**Document passage**:
══════════

The AI advantage: Accelerating time to market through artificial intelligence

| Product Lifecycle Management | Regulatory
Posted By: Trace One

When it comes to new product development and introduction (NPDI), time to market is top of mind.

Decreasing the time horizon from ideation to production and distribution unlocks several competitive advantages. By beating their peers to market, manufacturers position themselves as innovators. They also save on costs, especially for longer projects. Ultimately, the quicker the time to market, the faster you gain access to revenue.

But it isn’t just a matter of velocity. It’s also about getting products right the first time. That helps avoid costly recalls and damage to brand trust.

Manufacturers are always looking for ways to speed up time to market while mitigating risk. Integrated product lifecycle management (PLM) solutions have revolutionized the NPDI process, and the emergence of advanced AI tools represents new possibilities. They’re making an impact across all kinds of industries and disciplines, but their potential for accelerating time to market is especially powerful in manufacturing.

Time-to-market challenges: Complexity and collaboration

There are plenty of organizational obstacles that slow down the NPDI process and hinder time to market. These roadblocks can be especially difficult for enterprise manufacturers and international producers.

Enterprises typically require collaboration across large, distributed teams. Even though they span different disciplines and regions, teams still need access to a single source of truth. Siloed systems often lead to difficulties in finding and leveraging information. Meanwhile, extensive approval flows rely on multiple parties across an organization.

If a manufacturer operates internationally, it faces additional challenges from global supply chains, regional regulations, and more.

How AI will speed time to market

AI is especially useful for enterprise and international manufacturers because it does what humans do worst: assembling and interpreting data from disparate sources at high speed, on a massive scale.

AI algorithms are more powerful when they train on large data sets. As a result, massive, information-rich ecosystems like PLMs provide the perfect environments for AI features to flourish.

Backed by extensive and readily available data, AI has several potential applications that will help speed time to market.

  • Natural language queries
    With the emergence of generative AI, natural language processing has undergone a quantum leap. That can make the query process much simpler and faster.

══════════

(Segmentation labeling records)
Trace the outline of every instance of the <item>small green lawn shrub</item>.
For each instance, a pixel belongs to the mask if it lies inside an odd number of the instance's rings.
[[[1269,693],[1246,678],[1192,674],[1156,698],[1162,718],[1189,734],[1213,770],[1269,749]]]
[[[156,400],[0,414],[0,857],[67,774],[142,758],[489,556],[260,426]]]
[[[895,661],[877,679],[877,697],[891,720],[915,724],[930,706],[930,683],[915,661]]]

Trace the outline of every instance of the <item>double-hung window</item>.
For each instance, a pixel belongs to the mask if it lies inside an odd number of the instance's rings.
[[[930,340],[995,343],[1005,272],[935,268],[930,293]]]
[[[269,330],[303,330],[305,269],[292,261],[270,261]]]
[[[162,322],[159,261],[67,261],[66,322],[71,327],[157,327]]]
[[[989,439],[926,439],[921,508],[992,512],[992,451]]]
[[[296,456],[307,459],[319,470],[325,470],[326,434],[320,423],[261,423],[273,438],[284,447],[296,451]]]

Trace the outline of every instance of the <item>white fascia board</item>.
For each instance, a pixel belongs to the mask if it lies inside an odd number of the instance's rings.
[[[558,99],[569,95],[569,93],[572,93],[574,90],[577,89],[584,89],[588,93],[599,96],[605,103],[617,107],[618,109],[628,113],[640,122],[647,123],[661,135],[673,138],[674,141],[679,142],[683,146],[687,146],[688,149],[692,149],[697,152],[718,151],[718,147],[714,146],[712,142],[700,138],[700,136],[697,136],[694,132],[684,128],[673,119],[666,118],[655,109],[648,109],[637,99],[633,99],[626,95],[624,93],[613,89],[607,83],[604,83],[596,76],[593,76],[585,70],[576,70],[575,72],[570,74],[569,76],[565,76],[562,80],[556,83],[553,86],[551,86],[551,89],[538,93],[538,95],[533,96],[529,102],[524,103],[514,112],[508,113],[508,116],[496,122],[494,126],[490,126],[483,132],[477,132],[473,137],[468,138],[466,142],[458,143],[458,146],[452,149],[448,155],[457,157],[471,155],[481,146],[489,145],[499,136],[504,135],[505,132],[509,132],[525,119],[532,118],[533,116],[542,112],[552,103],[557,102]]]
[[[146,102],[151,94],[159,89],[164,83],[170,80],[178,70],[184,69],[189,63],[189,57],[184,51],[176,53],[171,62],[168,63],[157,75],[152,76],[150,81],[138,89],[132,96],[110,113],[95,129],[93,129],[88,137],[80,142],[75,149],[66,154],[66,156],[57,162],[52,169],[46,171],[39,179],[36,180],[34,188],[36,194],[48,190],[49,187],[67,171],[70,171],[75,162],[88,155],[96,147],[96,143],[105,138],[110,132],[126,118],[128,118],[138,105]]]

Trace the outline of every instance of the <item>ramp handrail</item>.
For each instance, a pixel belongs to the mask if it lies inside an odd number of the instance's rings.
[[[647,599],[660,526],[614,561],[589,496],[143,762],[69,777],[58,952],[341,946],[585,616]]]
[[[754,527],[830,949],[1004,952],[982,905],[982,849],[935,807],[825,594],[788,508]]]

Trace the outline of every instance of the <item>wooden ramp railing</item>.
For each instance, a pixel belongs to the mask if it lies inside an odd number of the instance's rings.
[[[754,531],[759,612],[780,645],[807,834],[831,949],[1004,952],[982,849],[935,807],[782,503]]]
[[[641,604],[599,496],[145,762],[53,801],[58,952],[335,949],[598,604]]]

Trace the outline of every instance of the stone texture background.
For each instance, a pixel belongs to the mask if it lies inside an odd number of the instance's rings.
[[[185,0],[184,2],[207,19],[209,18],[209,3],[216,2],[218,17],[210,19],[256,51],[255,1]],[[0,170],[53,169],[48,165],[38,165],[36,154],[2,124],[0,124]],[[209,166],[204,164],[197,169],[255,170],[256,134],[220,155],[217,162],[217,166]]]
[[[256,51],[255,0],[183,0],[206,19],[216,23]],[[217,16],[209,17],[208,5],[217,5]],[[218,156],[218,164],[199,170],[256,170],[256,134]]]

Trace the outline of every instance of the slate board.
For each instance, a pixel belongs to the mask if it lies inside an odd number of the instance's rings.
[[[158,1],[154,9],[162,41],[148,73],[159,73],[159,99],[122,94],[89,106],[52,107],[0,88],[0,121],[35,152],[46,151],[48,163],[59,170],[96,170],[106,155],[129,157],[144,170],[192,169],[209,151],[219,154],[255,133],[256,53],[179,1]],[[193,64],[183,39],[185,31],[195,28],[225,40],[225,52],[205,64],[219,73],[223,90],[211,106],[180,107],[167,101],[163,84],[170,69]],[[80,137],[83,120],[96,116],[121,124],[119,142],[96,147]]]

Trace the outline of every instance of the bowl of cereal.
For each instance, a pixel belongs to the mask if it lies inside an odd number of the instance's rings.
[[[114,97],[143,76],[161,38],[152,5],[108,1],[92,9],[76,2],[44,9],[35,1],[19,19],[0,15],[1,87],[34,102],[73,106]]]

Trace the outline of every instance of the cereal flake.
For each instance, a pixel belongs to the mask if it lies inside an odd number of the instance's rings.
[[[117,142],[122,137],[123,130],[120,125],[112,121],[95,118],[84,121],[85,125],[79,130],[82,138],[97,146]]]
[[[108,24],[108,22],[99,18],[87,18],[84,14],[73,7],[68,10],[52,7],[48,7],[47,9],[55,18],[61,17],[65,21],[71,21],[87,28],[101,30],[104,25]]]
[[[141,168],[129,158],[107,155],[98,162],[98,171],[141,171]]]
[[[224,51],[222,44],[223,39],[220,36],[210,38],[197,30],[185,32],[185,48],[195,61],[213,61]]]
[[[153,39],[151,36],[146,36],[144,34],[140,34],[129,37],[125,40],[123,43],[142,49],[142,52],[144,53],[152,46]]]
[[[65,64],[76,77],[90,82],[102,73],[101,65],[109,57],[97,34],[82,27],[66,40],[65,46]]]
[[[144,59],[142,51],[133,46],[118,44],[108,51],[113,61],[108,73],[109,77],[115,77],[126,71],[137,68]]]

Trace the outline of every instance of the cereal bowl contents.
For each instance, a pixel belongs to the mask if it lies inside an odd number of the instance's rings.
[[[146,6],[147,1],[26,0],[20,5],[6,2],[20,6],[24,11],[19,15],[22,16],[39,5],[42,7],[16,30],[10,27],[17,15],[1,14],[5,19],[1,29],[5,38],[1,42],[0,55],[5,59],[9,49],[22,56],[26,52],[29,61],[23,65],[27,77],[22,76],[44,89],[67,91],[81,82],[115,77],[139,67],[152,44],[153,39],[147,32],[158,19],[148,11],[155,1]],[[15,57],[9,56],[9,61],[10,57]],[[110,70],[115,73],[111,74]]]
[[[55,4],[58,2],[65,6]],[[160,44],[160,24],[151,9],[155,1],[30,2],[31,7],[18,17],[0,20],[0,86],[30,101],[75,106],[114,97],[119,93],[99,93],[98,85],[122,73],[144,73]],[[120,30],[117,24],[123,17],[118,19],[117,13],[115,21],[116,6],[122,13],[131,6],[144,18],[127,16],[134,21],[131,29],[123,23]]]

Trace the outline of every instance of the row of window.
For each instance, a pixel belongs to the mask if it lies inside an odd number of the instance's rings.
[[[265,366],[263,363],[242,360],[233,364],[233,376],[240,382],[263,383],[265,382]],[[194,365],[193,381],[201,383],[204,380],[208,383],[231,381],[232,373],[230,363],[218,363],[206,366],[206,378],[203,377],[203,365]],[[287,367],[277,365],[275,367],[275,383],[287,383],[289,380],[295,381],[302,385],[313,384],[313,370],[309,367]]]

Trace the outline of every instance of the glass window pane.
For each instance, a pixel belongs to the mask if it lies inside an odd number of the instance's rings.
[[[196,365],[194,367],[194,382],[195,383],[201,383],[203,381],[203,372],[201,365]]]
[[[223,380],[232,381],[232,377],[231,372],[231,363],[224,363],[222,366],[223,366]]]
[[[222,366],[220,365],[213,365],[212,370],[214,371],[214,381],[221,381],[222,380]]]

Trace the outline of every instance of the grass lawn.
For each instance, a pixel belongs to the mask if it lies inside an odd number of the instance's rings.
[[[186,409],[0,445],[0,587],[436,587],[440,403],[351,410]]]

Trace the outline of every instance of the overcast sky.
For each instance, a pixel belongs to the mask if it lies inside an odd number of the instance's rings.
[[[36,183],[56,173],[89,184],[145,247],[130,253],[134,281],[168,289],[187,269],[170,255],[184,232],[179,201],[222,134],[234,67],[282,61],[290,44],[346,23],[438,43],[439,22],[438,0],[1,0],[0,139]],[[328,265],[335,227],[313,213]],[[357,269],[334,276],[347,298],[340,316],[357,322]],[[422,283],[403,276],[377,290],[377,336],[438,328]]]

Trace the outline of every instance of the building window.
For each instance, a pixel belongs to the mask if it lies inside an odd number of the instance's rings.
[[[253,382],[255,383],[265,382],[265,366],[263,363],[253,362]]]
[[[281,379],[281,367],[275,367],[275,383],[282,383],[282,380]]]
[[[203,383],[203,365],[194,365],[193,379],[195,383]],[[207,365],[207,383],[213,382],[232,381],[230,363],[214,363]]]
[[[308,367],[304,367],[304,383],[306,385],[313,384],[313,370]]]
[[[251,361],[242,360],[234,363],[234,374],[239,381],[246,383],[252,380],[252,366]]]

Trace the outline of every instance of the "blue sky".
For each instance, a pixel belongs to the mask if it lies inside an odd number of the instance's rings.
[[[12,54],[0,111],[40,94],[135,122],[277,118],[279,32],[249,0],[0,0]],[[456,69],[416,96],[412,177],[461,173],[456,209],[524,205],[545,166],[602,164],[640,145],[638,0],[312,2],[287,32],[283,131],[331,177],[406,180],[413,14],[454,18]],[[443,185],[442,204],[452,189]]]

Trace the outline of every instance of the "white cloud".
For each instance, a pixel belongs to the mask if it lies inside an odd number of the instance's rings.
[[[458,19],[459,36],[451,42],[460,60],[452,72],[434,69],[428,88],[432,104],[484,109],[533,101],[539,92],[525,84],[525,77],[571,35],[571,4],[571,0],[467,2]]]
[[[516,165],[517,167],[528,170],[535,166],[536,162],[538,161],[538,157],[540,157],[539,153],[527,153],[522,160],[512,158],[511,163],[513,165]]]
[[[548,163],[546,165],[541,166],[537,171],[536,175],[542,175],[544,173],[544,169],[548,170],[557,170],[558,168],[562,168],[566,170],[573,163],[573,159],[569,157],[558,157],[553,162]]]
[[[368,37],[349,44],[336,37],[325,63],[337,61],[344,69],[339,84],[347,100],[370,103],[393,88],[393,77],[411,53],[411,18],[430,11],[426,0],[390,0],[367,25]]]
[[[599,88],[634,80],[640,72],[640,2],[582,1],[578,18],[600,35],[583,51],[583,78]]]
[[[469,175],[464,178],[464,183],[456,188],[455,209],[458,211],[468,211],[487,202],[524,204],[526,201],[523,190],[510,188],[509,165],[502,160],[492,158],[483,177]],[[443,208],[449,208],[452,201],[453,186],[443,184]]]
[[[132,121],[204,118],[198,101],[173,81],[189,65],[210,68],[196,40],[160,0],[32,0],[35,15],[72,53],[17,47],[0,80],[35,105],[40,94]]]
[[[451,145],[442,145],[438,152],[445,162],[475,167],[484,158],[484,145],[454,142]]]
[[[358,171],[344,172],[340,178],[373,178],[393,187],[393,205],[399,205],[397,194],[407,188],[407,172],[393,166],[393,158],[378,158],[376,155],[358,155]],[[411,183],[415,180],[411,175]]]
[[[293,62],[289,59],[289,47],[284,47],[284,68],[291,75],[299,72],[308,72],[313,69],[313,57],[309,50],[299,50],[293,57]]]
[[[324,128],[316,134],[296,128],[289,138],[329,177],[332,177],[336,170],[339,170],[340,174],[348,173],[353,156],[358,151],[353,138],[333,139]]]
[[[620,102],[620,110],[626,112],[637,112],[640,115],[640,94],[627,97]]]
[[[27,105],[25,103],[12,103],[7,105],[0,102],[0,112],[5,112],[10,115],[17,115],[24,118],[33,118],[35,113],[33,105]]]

══════════

**What you are asked to do**:
Using the post on AI and time to market, answer these:
(a) What does getting products right the first time help avoid?
(b) Besides "and more," what sources of additional challenges does a manufacturer face if it operates internationally?
(c) Why do PLMs provide the perfect environments for AI features to flourish?
The records are separate material, unrelated to the post on AI and time to market.

**Finished task**:
(a) Costly recalls and damage to brand trust.
(b) Global supply chains and regional regulations.
(c) AI algorithms are more powerful when they train on large data sets, and PLMs are massive, information-rich ecosystems.